┌────────

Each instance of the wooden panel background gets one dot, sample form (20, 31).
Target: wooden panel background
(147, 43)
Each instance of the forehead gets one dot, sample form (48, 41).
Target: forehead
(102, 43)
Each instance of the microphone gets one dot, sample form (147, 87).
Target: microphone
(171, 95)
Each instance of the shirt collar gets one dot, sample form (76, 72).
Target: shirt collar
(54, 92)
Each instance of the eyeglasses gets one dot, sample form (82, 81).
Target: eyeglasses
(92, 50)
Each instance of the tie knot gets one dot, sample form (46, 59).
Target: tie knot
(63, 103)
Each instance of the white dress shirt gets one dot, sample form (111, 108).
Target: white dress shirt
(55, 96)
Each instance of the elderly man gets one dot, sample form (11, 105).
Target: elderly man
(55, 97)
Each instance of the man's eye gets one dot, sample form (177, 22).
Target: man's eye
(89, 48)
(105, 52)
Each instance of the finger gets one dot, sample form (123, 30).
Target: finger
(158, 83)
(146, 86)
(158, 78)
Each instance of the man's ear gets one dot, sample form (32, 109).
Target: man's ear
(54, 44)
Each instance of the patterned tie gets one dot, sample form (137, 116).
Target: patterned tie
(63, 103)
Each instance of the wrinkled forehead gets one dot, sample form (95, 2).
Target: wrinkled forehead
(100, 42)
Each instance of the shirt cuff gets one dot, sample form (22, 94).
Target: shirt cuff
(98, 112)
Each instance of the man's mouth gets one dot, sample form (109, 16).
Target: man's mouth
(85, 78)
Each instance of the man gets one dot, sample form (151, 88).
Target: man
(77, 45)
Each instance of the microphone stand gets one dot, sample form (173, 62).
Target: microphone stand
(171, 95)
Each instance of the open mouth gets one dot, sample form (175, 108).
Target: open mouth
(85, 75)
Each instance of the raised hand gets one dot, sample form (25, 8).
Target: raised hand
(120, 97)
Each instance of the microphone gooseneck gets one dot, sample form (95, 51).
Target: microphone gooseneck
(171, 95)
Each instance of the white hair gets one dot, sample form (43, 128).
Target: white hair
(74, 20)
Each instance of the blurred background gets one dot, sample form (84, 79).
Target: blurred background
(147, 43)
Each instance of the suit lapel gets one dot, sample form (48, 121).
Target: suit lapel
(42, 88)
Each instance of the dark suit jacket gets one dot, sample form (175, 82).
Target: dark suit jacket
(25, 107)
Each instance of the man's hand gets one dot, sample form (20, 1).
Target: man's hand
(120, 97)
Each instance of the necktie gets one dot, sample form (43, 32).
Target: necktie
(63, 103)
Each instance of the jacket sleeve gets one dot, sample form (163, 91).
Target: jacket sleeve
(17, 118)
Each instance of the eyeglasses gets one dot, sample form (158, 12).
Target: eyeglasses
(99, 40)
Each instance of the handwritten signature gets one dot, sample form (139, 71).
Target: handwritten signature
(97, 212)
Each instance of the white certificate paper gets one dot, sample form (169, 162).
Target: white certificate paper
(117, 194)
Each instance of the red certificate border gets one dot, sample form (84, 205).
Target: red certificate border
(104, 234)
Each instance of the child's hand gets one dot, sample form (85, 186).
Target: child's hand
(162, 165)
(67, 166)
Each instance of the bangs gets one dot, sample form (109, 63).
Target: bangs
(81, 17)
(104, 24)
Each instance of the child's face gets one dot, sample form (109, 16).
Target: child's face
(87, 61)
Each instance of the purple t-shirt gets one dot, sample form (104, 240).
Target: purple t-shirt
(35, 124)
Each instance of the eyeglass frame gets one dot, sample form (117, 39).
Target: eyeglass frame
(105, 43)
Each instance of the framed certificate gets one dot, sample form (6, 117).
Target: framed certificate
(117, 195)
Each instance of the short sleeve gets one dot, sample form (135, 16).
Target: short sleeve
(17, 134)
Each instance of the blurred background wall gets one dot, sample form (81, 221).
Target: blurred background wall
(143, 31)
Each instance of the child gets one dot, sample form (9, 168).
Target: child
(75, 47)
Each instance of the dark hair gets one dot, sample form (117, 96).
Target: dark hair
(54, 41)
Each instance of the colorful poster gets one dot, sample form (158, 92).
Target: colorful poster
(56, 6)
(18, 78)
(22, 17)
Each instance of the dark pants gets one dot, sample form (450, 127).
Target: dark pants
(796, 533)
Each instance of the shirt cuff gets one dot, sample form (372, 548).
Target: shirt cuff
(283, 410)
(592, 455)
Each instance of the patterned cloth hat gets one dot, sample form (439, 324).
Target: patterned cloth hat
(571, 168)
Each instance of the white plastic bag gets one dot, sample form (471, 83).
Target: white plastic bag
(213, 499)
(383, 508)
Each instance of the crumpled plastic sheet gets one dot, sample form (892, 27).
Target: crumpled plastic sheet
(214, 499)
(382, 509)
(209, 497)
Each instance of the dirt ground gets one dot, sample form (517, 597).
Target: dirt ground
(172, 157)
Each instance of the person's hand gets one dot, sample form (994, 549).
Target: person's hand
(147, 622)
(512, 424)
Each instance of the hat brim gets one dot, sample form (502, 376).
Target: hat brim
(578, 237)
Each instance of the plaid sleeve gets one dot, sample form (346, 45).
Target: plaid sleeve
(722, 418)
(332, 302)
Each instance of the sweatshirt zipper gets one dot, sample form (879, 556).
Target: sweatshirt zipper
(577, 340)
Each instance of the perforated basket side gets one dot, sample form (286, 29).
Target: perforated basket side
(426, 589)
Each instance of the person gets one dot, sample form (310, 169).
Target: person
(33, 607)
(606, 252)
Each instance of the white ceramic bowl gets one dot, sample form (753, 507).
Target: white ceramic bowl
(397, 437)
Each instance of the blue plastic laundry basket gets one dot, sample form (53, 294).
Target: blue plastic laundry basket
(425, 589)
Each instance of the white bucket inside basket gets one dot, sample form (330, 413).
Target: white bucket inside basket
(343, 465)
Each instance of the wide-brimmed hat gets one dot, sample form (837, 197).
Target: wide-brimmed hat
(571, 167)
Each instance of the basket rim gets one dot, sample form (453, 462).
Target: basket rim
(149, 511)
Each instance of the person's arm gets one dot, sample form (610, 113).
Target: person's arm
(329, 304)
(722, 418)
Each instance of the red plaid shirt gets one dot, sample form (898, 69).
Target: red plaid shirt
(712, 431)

└────────
┌────────

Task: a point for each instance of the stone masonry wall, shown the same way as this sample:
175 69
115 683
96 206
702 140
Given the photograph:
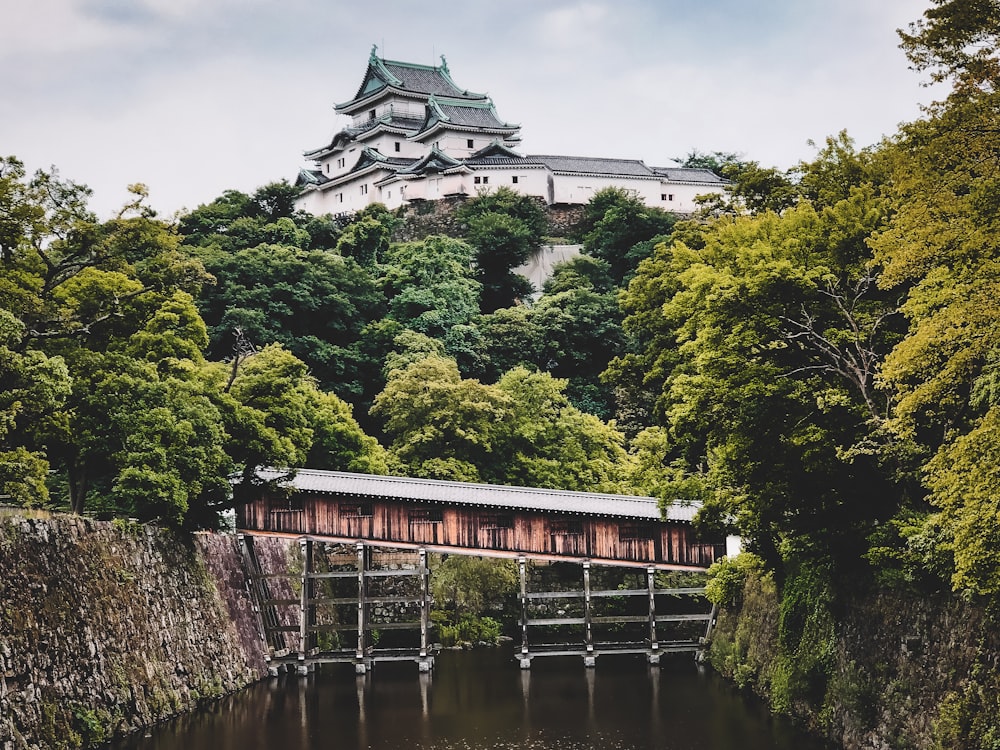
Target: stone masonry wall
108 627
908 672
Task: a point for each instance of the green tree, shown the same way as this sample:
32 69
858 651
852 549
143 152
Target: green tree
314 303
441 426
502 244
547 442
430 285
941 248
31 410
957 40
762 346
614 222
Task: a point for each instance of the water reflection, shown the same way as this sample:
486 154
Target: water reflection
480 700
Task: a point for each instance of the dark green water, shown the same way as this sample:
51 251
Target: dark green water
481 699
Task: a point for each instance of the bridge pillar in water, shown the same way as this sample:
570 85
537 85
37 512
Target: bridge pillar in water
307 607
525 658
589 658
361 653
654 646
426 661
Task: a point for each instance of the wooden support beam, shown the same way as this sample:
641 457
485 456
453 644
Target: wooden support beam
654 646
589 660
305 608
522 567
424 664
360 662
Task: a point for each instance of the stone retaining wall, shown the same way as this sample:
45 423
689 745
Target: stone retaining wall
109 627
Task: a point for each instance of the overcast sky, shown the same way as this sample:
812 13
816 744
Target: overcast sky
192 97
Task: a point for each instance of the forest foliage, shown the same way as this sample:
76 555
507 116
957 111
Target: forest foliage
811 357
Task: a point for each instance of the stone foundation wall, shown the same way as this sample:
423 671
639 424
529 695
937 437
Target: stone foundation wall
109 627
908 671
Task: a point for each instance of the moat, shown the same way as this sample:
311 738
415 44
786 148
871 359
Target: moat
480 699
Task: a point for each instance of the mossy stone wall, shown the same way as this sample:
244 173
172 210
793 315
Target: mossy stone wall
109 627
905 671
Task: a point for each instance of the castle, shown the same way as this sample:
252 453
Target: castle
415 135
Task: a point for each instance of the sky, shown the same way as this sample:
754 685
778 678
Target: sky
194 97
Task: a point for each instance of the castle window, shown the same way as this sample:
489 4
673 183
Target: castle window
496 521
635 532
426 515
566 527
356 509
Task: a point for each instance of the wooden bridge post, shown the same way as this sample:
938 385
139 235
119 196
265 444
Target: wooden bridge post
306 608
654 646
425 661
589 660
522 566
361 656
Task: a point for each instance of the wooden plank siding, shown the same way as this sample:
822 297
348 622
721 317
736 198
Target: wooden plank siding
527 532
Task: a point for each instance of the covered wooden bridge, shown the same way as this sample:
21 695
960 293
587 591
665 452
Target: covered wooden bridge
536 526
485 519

└────────
┌────────

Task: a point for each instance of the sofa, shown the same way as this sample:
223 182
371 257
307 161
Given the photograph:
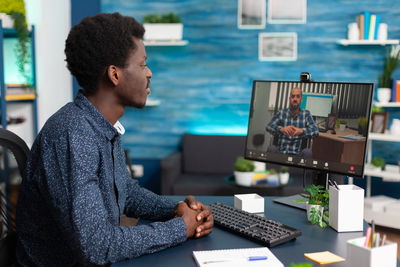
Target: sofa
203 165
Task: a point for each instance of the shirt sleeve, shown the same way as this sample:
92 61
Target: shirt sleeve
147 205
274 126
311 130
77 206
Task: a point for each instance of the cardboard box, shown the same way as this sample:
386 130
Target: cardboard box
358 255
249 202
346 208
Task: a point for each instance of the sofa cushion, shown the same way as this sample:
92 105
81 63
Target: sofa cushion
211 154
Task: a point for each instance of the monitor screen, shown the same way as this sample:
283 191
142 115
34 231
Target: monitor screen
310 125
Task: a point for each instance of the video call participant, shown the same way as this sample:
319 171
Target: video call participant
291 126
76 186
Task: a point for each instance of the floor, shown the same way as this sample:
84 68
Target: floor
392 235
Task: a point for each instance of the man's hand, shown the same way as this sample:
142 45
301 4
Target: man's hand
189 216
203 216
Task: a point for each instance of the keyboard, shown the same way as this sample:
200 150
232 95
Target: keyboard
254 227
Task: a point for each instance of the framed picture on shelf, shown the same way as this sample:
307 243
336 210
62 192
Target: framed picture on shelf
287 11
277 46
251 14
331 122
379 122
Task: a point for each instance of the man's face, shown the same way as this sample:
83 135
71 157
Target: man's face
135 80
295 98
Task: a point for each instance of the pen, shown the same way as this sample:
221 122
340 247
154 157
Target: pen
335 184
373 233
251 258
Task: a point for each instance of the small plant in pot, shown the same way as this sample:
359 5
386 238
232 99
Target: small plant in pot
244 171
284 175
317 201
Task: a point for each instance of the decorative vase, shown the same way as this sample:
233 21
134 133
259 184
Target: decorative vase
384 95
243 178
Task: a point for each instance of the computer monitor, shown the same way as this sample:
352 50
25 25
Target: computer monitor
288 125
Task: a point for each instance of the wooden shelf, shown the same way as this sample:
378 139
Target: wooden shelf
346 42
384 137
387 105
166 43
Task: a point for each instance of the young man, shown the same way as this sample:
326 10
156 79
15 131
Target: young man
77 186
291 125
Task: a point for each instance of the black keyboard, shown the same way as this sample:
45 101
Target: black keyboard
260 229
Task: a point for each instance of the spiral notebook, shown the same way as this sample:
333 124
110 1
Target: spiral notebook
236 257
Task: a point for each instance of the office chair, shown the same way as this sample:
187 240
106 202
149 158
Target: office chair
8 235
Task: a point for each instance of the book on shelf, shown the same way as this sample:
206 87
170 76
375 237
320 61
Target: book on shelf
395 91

└────────

Your answer should be the lines above from the one containing "Each instance of the wooden panel" through the one containing "Each instance of the man's mouth", copied exactly and with both ends kept.

◆ COMPLETED TASK
Each instance of the wooden panel background gets one dot, sample form (20, 31).
Target: wooden panel background
(147, 43)
Each instance of the forehead gets one dot, sample form (48, 41).
Target: forehead
(102, 43)
Each instance of the microphone gets one dot, sample form (147, 87).
Target: microphone
(171, 95)
Each instance of the shirt collar gets one dot, sample form (76, 72).
Target: shirt collar
(54, 92)
Each instance of the eyeglasses gets one dot, sample form (82, 81).
Target: eyeglasses
(92, 50)
Each instance of the tie knot gets one dot, sample form (46, 59).
Target: tie knot
(63, 103)
Each instance of the white dress shirt gets one dot, sample form (111, 108).
Target: white dress shirt
(55, 96)
Each instance of the elderly man gets one dot, sample form (11, 105).
Target: elderly man
(55, 97)
Each instance of the man's eye gets one dot, sample form (177, 22).
Target: man's eye
(89, 48)
(105, 52)
Each instance of the finger gets one dot, sample form (123, 30).
Target: finger
(158, 83)
(146, 86)
(158, 78)
Each instance of the man's ear gets one dot, sample form (32, 109).
Target: man's ear
(54, 44)
Each instance of the patterned tie gets one dot, sample form (137, 116).
Target: patterned tie
(63, 103)
Each instance of the wrinkled forehead gets one dot, sample form (95, 2).
Target: wrinkled forehead
(100, 42)
Each instance of the shirt cuff gets one dot, sample form (22, 94).
Target: shirt cuff
(98, 112)
Each instance of the man's mouth gets one dot, sample form (109, 16).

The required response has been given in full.